Exercise instructions => Copy out every line of the listing below word for word, leaving out the pictures.

++++ Entries ++++

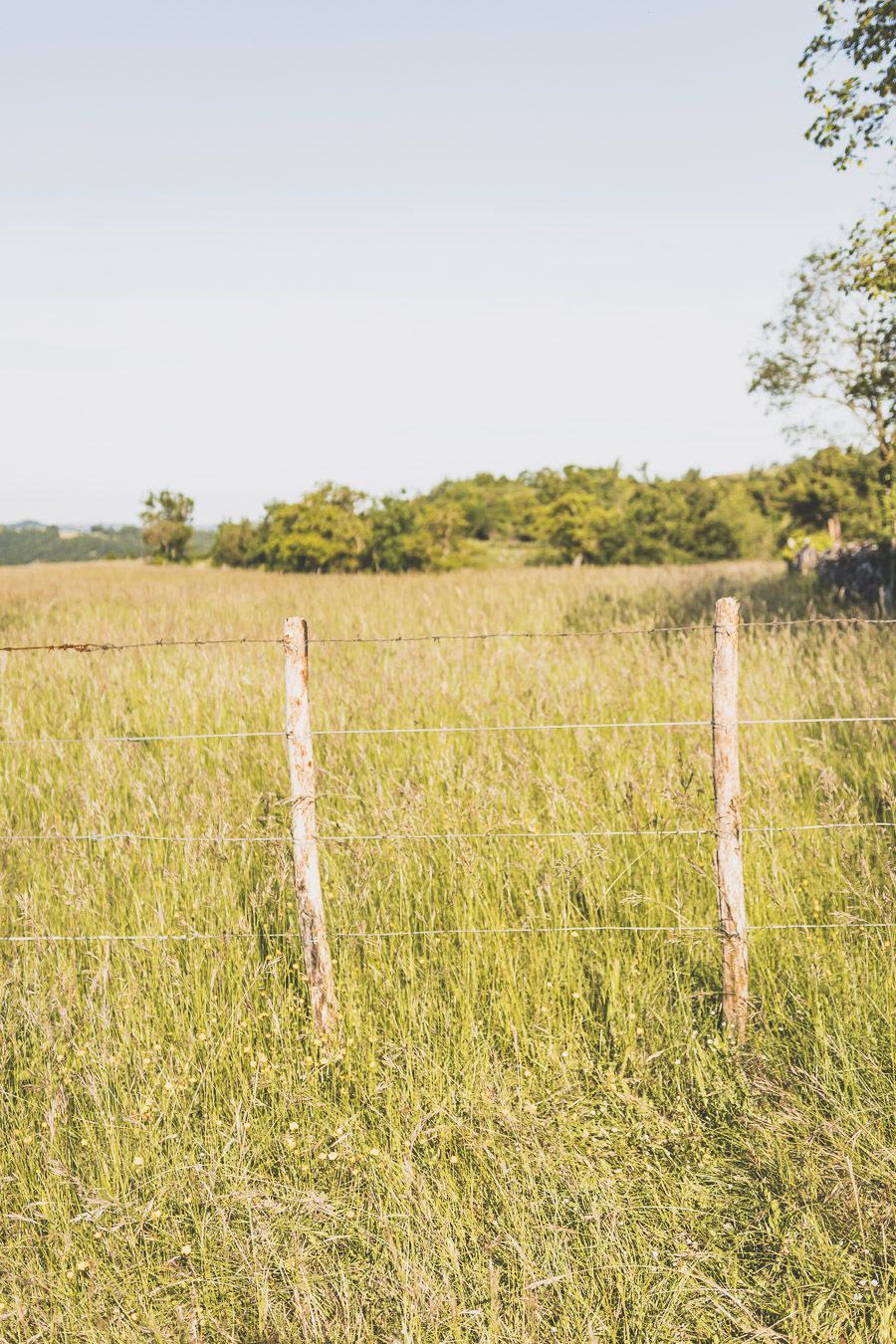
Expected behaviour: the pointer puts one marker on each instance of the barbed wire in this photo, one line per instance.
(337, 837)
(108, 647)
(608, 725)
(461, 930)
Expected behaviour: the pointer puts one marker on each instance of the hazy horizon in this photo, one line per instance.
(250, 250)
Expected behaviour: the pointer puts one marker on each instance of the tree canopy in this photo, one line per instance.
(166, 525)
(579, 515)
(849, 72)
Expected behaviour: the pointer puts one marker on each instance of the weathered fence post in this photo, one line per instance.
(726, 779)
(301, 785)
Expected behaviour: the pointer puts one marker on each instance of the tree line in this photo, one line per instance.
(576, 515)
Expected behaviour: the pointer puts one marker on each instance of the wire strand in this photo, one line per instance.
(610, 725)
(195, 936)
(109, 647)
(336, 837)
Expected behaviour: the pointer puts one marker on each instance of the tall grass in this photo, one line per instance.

++++

Written reply =>
Expected behaviour: the pointer puts one marker on each instance of the barbed wire in this photo, one line per instance.
(337, 837)
(108, 647)
(608, 725)
(461, 930)
Expected behaviour: the pointer puts one marker on each instance of the hazy horizon in this photo, one line per instance.
(250, 250)
Expected behaviour: the pointer puts one marker on each instance of the tree canopy in this photo, one line per instance.
(166, 525)
(579, 515)
(849, 72)
Expected behaviour: the pointer puts one marker on each instance of the weathered fence post in this photo, one line per instance.
(726, 779)
(301, 785)
Expected behaviour: the pointer puts one marker on each instance of the tree line in this photo, one line per instance.
(576, 515)
Expected behaviour: the pointer puts one marker on each instance of the wire strand in this photo, one line per instance.
(610, 725)
(195, 936)
(109, 647)
(336, 837)
Expected behaviour: the pointer puts one marker on each instance of the tall grass in this photo, one line per instance.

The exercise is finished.